Count the lines in the data below that contain the word "microphone", and reply with only that number.

[Stored dataset items]
|---|

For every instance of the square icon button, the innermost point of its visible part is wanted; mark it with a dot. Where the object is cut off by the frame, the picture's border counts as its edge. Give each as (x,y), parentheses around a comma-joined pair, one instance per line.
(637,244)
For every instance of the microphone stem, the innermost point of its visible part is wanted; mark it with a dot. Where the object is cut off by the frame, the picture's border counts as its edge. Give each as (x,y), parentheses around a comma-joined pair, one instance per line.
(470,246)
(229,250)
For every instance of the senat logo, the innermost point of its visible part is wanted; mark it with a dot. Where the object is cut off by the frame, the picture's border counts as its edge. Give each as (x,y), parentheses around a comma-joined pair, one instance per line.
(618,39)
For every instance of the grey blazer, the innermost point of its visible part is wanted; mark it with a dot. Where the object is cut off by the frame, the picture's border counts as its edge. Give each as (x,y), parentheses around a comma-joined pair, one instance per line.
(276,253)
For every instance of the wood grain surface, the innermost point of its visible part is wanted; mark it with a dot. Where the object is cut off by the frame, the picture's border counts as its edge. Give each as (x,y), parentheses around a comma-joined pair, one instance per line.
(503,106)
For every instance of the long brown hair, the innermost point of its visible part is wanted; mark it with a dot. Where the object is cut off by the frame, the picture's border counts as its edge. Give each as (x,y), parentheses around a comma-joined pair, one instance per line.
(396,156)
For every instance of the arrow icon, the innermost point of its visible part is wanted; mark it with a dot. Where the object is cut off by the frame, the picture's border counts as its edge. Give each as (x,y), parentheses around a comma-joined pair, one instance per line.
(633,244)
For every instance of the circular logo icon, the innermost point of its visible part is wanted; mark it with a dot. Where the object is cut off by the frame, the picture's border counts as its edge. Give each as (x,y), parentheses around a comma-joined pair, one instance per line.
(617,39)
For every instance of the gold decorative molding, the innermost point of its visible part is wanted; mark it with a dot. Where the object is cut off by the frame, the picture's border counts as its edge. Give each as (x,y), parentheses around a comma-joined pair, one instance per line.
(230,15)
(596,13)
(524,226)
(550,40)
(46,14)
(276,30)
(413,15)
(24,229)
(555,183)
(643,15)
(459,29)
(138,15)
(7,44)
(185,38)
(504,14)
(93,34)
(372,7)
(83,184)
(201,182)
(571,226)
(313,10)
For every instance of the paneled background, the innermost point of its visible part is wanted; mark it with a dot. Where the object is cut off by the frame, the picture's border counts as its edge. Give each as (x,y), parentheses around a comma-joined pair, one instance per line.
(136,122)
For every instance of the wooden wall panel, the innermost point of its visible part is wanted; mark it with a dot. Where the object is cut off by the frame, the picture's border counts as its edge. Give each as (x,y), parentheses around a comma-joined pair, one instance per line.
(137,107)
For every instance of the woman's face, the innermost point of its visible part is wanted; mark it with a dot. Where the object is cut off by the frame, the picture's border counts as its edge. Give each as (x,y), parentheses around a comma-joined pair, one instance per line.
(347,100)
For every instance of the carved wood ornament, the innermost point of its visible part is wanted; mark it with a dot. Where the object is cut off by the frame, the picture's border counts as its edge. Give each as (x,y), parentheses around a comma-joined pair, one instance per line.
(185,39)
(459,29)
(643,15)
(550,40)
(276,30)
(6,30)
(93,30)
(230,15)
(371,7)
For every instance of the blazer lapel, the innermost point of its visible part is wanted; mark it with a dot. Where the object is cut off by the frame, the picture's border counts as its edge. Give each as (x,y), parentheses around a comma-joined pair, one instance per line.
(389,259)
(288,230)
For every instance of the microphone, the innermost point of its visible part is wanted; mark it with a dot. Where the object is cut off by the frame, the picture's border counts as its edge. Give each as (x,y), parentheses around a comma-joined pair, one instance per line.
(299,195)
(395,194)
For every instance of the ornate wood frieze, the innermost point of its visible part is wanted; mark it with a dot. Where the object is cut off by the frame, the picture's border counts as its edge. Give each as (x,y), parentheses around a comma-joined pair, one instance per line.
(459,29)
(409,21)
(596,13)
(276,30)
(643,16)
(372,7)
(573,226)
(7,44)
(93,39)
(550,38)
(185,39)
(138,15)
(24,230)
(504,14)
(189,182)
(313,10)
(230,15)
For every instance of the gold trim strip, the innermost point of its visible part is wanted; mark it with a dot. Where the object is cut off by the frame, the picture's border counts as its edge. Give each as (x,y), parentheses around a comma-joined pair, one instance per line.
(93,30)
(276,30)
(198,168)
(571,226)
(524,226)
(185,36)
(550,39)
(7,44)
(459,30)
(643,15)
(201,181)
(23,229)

|---|

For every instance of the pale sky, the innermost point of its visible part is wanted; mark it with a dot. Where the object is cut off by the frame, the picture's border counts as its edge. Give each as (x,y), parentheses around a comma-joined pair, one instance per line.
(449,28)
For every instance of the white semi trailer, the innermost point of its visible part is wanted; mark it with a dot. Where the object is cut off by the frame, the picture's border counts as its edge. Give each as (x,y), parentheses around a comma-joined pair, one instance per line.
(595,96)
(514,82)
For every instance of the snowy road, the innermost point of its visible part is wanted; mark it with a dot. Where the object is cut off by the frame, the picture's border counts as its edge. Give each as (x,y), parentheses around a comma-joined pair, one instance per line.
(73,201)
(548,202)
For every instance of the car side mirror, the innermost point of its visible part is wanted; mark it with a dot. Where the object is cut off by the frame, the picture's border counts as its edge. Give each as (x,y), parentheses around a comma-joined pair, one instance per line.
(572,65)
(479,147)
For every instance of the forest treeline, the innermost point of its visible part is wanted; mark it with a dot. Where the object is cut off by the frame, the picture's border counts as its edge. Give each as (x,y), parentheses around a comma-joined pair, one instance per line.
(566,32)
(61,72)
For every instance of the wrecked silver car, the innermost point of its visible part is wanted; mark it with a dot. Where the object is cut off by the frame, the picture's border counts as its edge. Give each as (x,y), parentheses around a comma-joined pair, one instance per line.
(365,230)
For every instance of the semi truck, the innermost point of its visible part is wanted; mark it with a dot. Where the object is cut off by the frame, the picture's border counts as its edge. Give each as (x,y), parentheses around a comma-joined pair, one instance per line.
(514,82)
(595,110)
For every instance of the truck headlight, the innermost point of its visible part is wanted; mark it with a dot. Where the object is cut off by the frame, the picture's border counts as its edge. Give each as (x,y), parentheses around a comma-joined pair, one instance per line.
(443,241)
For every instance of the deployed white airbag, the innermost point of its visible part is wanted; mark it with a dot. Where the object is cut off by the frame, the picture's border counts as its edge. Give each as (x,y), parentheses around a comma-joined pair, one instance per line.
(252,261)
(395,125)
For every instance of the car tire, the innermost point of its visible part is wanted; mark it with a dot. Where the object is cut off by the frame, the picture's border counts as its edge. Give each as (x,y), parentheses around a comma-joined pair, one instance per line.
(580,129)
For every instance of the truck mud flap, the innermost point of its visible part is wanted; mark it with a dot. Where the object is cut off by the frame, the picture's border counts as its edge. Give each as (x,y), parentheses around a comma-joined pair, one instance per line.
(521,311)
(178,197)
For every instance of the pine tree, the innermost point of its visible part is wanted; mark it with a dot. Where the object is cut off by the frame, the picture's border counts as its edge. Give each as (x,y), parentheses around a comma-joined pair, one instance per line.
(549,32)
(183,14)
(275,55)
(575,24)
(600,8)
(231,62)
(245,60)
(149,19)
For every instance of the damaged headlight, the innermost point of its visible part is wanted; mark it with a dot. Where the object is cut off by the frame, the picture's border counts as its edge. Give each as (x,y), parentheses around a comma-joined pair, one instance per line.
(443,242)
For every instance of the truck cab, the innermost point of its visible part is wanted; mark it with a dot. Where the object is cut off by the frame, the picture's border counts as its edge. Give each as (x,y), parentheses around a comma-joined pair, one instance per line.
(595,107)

|---|

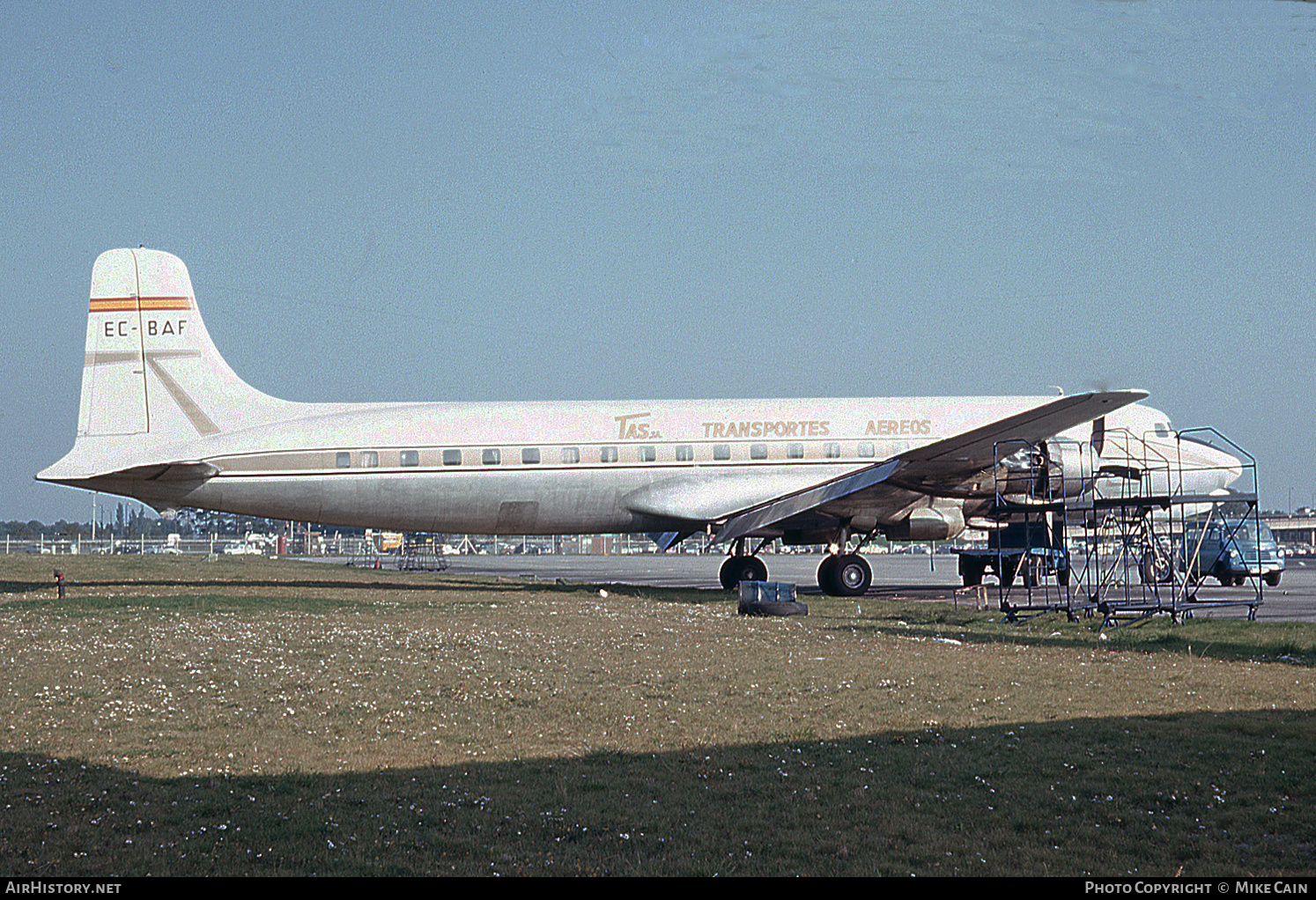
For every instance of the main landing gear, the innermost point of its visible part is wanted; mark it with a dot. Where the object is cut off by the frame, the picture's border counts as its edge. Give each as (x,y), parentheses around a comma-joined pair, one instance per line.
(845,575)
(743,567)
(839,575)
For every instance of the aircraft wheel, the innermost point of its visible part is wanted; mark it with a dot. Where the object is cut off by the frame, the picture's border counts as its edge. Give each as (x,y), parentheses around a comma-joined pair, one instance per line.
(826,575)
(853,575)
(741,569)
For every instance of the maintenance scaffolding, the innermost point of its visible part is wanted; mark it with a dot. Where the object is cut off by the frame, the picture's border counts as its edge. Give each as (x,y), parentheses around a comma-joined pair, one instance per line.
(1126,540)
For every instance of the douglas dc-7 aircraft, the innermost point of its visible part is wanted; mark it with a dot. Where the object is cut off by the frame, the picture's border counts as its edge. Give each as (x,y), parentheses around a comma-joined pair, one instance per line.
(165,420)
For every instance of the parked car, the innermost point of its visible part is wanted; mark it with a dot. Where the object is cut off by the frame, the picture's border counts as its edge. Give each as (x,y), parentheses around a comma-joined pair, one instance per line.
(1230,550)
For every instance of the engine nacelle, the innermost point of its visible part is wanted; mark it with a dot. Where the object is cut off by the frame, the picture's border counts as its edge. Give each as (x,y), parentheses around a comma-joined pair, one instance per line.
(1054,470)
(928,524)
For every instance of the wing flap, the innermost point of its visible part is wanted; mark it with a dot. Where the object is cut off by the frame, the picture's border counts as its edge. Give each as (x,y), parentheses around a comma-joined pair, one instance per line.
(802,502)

|---|

• REPLY
2